(Point-per-instance localization data)
---+---
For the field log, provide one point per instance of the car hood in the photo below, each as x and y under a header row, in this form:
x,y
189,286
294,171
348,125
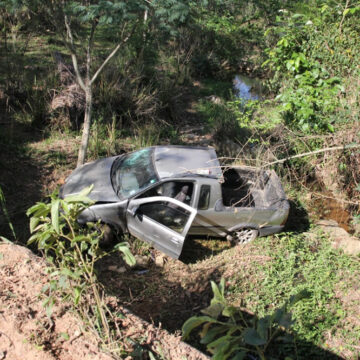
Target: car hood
x,y
96,173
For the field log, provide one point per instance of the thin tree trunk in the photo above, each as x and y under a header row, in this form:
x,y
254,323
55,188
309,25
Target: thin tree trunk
x,y
86,128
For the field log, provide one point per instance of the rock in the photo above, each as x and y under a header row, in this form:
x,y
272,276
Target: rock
x,y
119,270
160,260
340,238
141,261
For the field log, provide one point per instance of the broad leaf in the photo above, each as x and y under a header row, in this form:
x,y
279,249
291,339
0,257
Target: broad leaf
x,y
252,337
55,215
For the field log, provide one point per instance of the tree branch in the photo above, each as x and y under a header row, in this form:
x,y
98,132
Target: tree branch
x,y
345,147
88,51
73,54
112,54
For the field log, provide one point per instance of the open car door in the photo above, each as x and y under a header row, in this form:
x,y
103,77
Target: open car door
x,y
161,221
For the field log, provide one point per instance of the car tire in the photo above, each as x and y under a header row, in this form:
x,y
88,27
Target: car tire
x,y
244,236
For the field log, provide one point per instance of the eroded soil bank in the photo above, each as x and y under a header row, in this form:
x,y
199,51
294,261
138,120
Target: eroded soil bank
x,y
27,332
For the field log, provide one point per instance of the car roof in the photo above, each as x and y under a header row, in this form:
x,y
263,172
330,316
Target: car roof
x,y
171,161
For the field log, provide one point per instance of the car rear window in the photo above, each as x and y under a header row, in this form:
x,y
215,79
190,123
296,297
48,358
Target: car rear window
x,y
167,214
204,198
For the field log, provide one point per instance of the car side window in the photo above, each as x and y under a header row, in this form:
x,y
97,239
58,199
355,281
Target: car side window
x,y
167,214
179,190
204,197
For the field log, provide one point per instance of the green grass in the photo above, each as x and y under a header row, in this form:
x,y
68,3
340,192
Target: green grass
x,y
295,263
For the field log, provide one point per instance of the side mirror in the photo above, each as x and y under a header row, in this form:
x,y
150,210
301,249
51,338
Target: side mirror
x,y
133,211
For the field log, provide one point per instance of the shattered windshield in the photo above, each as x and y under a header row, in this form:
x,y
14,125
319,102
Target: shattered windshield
x,y
133,173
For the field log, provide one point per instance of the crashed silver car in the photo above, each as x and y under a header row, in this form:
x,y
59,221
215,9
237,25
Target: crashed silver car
x,y
161,194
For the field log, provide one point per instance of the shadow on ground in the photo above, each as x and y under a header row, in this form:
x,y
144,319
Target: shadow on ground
x,y
20,180
168,295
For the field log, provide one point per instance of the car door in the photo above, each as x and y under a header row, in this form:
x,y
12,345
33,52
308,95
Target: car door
x,y
161,221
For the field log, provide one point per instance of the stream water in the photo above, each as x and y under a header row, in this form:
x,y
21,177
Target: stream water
x,y
246,88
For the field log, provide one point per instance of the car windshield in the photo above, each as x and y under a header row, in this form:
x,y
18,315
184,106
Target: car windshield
x,y
133,173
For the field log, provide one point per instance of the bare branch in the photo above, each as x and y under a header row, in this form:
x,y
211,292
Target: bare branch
x,y
73,54
89,48
345,147
111,55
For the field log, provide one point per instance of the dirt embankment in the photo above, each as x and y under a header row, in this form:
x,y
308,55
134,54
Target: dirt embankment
x,y
27,332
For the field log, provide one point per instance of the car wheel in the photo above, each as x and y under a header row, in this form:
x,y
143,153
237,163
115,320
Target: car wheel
x,y
244,236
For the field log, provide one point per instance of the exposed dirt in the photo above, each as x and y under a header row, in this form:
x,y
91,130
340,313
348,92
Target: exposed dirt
x,y
27,332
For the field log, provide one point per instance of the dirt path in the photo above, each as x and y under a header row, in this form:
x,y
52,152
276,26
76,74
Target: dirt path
x,y
27,332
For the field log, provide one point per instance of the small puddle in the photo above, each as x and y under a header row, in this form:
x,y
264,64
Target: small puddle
x,y
246,88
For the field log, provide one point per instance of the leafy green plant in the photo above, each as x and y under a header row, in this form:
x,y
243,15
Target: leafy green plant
x,y
309,94
72,250
228,332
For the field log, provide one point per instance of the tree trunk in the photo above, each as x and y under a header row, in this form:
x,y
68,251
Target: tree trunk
x,y
86,127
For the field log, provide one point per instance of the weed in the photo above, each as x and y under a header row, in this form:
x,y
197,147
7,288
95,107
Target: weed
x,y
230,333
73,251
299,263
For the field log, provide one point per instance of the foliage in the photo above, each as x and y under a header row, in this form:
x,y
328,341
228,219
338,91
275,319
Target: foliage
x,y
310,95
72,250
229,333
300,263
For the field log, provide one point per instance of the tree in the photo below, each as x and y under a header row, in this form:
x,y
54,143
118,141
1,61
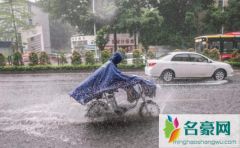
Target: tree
x,y
105,55
123,52
233,9
2,60
17,58
60,33
76,58
44,58
33,58
137,57
62,58
214,20
89,57
102,37
150,28
14,14
150,55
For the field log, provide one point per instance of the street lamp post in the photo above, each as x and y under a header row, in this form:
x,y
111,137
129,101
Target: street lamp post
x,y
222,11
94,27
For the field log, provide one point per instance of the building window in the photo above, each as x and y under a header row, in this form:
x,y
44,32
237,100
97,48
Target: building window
x,y
220,4
29,8
30,22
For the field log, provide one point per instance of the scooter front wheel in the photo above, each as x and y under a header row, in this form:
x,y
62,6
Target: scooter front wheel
x,y
97,109
149,109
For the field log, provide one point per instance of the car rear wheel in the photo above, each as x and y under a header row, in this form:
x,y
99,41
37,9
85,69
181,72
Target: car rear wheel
x,y
167,76
219,75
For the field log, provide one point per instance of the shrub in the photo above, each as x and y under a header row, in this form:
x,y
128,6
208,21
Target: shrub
x,y
105,55
177,50
237,59
214,54
2,60
62,59
234,53
76,58
206,52
33,58
191,50
89,57
137,57
17,58
65,67
123,52
44,58
150,54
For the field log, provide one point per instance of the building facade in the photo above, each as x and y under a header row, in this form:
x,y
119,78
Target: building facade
x,y
82,43
37,39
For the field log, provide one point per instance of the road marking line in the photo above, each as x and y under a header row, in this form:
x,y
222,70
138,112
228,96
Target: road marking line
x,y
184,100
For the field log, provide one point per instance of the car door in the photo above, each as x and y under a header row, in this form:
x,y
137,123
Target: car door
x,y
181,65
200,66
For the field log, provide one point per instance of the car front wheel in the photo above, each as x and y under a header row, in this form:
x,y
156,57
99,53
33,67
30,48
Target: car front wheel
x,y
167,76
219,75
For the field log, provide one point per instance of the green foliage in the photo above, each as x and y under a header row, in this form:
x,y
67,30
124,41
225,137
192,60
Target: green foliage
x,y
232,10
236,59
2,60
17,58
150,55
150,28
137,57
102,37
123,52
44,58
214,54
89,57
105,55
76,58
33,58
234,64
206,52
53,68
62,58
191,50
234,52
177,50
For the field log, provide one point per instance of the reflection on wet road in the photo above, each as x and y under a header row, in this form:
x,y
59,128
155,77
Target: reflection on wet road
x,y
36,111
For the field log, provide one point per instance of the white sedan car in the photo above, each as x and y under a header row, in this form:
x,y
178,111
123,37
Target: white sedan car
x,y
187,65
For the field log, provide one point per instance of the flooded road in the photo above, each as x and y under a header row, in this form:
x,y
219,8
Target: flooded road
x,y
36,111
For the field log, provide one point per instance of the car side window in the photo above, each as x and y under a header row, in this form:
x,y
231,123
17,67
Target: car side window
x,y
181,58
198,58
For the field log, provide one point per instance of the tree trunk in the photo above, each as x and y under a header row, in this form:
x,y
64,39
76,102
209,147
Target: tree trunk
x,y
135,40
115,40
14,25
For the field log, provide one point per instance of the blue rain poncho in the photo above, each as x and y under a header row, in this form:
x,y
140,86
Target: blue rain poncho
x,y
108,78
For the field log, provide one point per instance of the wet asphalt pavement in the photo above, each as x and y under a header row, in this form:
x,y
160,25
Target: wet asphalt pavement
x,y
36,111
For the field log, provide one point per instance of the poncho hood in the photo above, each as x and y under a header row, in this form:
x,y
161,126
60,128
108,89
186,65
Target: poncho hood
x,y
108,78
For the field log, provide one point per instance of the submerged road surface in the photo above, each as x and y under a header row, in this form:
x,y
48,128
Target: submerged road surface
x,y
36,111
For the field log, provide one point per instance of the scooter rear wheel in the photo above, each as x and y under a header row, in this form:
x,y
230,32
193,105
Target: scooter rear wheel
x,y
149,109
97,109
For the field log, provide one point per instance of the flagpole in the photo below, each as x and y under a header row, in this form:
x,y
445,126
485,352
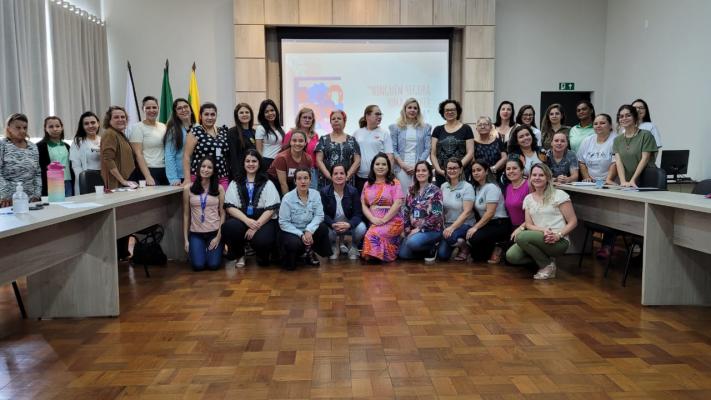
---+---
Goal of the exercise: The line containing "the scooter rear" and every line after it, through the end of the data, are to be output exactly. Omit the pictures.

Exercise solution:
For the field log, provide one point per instance of the scooter rear wheel in the photo above, each as x and y under a header row, in this form:
x,y
230,32
193,105
Target: scooter rear wheel
x,y
149,109
97,109
For the field log, provide one point per instance of the flagpole in the photo below, each as x and y under a header row, in this form:
x,y
445,126
485,352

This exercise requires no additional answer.